Set down the whole listing verbatim.
>> BEGIN Extracted data
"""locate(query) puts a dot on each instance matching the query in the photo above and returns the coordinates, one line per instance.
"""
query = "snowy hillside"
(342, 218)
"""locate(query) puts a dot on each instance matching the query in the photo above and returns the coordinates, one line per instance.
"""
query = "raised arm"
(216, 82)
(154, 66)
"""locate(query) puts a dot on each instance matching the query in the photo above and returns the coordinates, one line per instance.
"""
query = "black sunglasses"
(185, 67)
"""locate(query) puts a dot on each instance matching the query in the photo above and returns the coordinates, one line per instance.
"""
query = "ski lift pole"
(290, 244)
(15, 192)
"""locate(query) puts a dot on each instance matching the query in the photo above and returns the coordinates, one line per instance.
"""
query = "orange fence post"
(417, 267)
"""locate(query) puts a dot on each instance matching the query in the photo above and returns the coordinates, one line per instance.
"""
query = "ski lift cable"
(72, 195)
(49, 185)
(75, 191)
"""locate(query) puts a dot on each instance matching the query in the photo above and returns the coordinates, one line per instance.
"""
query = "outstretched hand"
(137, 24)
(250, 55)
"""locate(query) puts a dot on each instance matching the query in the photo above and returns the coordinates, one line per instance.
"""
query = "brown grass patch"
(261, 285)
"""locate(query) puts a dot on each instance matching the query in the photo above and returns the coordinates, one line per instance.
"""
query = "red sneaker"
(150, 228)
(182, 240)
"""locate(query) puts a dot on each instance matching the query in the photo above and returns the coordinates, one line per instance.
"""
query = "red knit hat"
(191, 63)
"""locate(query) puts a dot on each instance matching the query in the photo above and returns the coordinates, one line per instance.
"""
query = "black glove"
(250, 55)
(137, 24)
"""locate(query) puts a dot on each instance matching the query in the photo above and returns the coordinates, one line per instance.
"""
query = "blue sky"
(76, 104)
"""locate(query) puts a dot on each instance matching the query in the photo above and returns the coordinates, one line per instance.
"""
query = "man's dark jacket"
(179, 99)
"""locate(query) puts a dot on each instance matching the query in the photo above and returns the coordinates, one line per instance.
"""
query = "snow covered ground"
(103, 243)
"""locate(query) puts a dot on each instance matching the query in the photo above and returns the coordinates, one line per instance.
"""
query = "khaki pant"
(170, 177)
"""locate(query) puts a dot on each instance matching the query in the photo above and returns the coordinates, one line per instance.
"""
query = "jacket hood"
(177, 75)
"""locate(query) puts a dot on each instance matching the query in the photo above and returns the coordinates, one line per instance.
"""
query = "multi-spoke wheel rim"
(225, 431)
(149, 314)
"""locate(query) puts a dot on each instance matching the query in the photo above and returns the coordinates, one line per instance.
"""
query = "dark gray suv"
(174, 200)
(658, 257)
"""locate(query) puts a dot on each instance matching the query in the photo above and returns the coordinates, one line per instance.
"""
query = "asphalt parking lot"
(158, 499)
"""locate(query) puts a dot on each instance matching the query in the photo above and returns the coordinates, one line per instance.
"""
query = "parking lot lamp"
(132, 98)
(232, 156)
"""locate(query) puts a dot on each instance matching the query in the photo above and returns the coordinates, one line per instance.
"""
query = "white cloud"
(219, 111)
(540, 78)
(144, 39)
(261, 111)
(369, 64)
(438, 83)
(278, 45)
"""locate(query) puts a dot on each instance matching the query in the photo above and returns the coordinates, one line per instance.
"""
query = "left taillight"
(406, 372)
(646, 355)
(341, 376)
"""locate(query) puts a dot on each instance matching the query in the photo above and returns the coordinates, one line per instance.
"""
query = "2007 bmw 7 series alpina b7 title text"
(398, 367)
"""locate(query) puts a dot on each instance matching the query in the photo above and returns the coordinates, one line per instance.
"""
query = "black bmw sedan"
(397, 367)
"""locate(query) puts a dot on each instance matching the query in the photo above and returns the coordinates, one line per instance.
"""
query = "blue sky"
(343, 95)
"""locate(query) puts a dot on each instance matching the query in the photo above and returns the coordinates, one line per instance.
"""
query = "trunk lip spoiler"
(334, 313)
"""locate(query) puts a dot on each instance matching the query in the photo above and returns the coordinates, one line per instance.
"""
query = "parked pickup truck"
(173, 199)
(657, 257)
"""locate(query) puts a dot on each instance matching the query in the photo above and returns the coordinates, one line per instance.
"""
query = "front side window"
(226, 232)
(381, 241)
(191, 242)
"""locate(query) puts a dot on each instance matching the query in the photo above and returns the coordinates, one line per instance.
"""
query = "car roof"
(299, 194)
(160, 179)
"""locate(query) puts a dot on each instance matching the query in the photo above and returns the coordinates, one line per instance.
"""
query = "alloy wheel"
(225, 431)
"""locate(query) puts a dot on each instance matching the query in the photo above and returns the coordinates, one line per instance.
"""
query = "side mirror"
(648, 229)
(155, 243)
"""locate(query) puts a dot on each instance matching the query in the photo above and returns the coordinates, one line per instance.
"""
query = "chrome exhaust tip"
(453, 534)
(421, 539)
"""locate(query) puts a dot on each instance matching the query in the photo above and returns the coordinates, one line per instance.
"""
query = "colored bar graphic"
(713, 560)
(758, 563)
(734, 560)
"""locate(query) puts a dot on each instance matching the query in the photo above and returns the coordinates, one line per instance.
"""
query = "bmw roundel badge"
>> END Extracted data
**Expected answer:**
"""locate(query) puts a dot on each instance matching the query in the photo above and returns the coordinates, one line per instance.
"""
query = "snowy hillside"
(342, 218)
"""locate(query) puts a dot on each instance matching the query in the photo above and returns the coordinates, one line per instance.
"""
query = "raised arm"
(216, 82)
(154, 66)
"""locate(query) puts a dot on each instance matching the query in the photo above and returns the coordinates, one line per instance.
"""
query = "black sunglasses"
(185, 67)
"""locate(query) puts a dot on each instance matching the query in the photo above and returns the coordinates, one line per instance.
"""
query = "ski lift pole"
(290, 244)
(15, 192)
"""locate(query) puts a dot on each instance matching the query in the photo above and returns the coordinates, one line per instance.
"""
query = "orange fence post"
(417, 267)
"""locate(query) puts a dot on each instance matching the query in the photo above and returns the coordinates, one line per instance.
"""
query = "ski lift cable"
(72, 195)
(49, 185)
(75, 191)
"""locate(query) puts a dot on each instance matching the query in the photo above and returns the coordinates, one line per instance.
"""
query = "outstretched hand"
(137, 24)
(250, 55)
"""locate(query) puts a dot on each instance matching the query in the photo above and returns the coordinates, one line per instance.
"""
query = "brown grass patch"
(261, 285)
"""locate(query) puts a dot on each instance matching the query in the photo above and returns the coordinates, one line per instance.
"""
query = "red sneaker"
(150, 228)
(182, 240)
"""locate(query) puts a dot on each instance matching the query in the photo above and returns the coordinates, one line per instance.
"""
query = "red knit hat"
(191, 63)
"""locate(query) puts a dot on each instance matching the query in the photo above and returns the coordinates, one line per instance.
"""
query = "black glove"
(250, 55)
(137, 24)
"""locate(query) puts a dot on each instance matching the query in the photo above and returns the coordinates, one line per instance.
"""
query = "blue sky"
(76, 104)
"""locate(query) puts a dot on each instance matching the query in the photo above and returns the coordinates, one line per instance.
"""
query = "man's dark jacket"
(179, 99)
"""locate(query) puts a dot on each instance matching the query in the photo above and returns the coordinates, one line per instance.
"""
query = "snow covered ground"
(103, 243)
"""locate(query) puts a dot on each instance matching the query in the photo above and returns the coordinates, one line per instance.
"""
query = "khaki pant"
(170, 177)
"""locate(query) puts a dot on each instance matching the query in the photo above and returns the coordinates, one line per instance.
"""
query = "jacket hood"
(177, 75)
"""locate(query) puts a dot on each instance matching the query in the photo above and returns the coordinates, one line per instance.
"""
query = "multi-spoke wheel rim"
(225, 431)
(149, 314)
"""locate(query) puts a dot on each instance matching the query in the photo above and returns the coordinates, one line per instance.
"""
query = "dark gray suv"
(174, 200)
(658, 257)
"""locate(query) puts a dot on each instance matching the query in the photo above and returns the coordinates, one line per instance.
"""
query = "asphalt parking lot"
(158, 499)
"""locate(query) puts a dot on each instance matching the query in the photo above and returns the coordinates, one line per instance.
"""
query = "parking lot lamp"
(132, 98)
(232, 156)
"""locate(query) puts a dot on each instance matching the query in the photo above and returns the coordinates, one line per instance.
"""
query = "white cloud"
(219, 111)
(540, 78)
(144, 39)
(261, 111)
(369, 64)
(438, 83)
(278, 45)
"""locate(query) puts a dot on each instance matching the query in the photo above and returns the coordinates, one line per instance.
"""
query = "left taillight"
(406, 372)
(646, 355)
(341, 376)
"""locate(query) puts a dot on each instance matching the query in the photo above and returns the coordinates, one line per instance.
"""
query = "2007 bmw 7 series alpina b7 title text"
(398, 367)
"""locate(query) puts a dot on each instance matching the query in the photo above and returns the coordinates, one line per instance.
"""
query = "black bmw sedan"
(397, 367)
"""locate(query) puts a dot on each instance matching the query in the photo above and returns the coordinates, one line per instance.
"""
query = "blue sky"
(343, 95)
"""locate(query) puts a dot on each instance matching the query in the photo above and returns the coordinates, one line per instance.
"""
query = "trunk lip spoiler"
(334, 313)
"""locate(query) puts a dot on each instance matching the query in the photo above and returns the coordinates, one line per instance.
"""
query = "parked pickup truck"
(173, 199)
(657, 257)
"""locate(query) puts a dot on each instance matching the query in the photo above and returns the coordinates, one line per instance.
"""
query = "front side window"
(226, 232)
(381, 241)
(191, 242)
"""locate(query) puts a dot on each instance matching the query in the photo above and returns the coordinates, one line per instance.
"""
query = "car roof"
(299, 194)
(160, 179)
"""locate(query) puts a dot on each instance matching the query in the photo above and returns the coordinates, one line per instance.
"""
query = "alloy wheel"
(225, 431)
"""locate(query) puts a dot on each instance matching the query in the photo above and returns the coordinates, one line per instance.
"""
query = "side mirror"
(648, 229)
(155, 243)
"""locate(query) puts a dot on each instance matching the query in the photo above and returns the coordinates, one line per instance.
"""
query = "chrome exhaust tip"
(453, 534)
(421, 539)
"""locate(query) puts a dot on each instance matching the query in the photo above and returns the coordinates, one line per instance.
"""
query = "colored bar graphic"
(713, 560)
(758, 563)
(734, 560)
"""locate(query) puts a dot on each instance matching the query in the photo above and returns the coordinates, one line per instance.
"""
query = "bmw roundel badge"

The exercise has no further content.